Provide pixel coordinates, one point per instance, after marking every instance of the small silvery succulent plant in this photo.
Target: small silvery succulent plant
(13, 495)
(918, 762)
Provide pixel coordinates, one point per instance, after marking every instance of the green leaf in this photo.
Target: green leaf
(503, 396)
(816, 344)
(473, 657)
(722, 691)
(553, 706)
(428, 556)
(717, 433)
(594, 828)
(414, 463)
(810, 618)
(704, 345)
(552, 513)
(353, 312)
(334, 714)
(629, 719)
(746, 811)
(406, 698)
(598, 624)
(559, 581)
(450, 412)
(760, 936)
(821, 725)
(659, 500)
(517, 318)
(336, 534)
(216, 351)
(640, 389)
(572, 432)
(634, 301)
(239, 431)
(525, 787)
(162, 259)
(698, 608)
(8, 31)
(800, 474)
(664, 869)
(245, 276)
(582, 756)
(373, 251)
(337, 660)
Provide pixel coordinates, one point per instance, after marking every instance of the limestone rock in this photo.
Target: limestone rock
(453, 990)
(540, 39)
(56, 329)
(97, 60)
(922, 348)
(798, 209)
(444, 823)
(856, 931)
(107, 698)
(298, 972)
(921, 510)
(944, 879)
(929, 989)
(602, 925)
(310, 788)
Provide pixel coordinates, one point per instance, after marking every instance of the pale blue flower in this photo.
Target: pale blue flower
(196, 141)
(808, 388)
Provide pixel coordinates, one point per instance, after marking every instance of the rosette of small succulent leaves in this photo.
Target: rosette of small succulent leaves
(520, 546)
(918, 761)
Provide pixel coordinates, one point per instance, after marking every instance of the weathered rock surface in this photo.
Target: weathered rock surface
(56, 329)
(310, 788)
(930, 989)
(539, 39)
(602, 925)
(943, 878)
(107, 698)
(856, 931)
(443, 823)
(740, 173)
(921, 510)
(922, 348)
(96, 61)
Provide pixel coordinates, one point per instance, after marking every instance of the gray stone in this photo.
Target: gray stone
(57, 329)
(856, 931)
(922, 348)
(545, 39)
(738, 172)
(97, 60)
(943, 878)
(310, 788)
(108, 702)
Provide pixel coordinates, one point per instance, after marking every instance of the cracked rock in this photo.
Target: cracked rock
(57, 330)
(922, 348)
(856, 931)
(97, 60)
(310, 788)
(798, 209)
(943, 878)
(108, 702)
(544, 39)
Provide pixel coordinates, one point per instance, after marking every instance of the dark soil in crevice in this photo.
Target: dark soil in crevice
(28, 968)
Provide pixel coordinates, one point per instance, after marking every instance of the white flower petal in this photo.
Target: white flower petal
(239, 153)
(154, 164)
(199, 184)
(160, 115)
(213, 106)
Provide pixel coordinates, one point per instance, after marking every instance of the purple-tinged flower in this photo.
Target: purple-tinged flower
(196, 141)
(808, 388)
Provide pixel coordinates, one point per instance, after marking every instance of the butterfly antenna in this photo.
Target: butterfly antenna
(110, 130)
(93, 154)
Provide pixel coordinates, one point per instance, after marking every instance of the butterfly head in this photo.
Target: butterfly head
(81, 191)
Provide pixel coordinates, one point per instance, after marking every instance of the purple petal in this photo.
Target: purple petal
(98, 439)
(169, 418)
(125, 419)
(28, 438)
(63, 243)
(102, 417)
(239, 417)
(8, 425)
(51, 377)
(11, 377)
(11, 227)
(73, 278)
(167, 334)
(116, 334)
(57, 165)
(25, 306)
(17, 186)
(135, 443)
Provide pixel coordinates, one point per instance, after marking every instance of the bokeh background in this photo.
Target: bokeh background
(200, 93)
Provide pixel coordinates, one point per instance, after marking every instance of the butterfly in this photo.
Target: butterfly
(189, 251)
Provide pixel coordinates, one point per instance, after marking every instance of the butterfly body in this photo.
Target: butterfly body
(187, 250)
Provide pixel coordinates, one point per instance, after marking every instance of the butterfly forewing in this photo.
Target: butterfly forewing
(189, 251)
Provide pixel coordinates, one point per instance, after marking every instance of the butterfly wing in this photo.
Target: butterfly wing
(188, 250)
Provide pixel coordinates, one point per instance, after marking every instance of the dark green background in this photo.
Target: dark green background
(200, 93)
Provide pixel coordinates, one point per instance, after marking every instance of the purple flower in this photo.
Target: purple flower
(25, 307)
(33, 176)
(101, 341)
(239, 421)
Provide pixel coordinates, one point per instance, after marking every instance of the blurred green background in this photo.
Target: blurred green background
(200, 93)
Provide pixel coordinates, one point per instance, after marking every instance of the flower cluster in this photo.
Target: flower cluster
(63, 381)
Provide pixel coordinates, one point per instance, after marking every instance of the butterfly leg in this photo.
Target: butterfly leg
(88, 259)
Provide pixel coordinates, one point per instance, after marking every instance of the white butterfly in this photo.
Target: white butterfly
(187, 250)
——————————
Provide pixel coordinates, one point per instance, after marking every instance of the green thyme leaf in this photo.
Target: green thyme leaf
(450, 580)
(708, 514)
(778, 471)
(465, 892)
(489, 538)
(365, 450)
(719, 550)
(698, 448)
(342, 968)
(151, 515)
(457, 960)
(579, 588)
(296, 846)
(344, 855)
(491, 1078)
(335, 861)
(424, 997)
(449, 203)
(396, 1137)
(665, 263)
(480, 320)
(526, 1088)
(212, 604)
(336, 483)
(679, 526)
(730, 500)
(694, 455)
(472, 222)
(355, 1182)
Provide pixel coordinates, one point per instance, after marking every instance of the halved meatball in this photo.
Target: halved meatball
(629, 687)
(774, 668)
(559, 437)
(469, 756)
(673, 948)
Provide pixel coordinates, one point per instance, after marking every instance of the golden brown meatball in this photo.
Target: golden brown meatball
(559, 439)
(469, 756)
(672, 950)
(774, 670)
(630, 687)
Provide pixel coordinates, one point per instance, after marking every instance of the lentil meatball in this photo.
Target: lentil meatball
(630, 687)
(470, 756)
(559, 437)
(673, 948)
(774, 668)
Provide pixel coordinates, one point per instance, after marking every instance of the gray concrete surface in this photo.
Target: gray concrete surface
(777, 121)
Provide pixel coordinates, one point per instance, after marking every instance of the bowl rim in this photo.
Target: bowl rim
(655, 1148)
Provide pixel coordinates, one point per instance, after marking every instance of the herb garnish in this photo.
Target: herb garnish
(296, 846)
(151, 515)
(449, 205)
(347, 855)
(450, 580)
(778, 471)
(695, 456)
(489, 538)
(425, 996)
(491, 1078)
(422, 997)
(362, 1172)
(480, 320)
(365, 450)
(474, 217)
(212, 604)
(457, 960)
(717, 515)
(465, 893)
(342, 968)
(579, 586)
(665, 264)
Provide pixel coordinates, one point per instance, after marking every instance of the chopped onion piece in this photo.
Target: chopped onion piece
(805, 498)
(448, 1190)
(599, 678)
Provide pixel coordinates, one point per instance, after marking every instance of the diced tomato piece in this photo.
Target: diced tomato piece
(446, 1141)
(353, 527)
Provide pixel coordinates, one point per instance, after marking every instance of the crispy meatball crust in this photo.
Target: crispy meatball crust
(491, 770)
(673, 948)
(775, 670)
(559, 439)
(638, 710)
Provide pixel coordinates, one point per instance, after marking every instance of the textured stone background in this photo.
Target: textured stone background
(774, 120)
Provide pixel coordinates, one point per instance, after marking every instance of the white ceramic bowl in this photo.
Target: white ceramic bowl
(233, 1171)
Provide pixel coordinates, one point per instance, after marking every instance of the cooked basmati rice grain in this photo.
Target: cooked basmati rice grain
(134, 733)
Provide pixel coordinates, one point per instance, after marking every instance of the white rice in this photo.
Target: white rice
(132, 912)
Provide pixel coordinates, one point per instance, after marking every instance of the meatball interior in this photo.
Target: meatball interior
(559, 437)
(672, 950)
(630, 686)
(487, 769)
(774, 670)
——————————
Pick out every line of the records above that contains the word "small", and copy each such line.

Final result:
Provide pixel coordinates, one point per instance, after marking every instance of the small silvery succulent plant in this photo.
Target: small silvery succulent plant
Provide pixel coordinates, one point per instance, after marking every instance of the rosette of small succulent leaves in this photo.
Target: rosette of small succulent leaves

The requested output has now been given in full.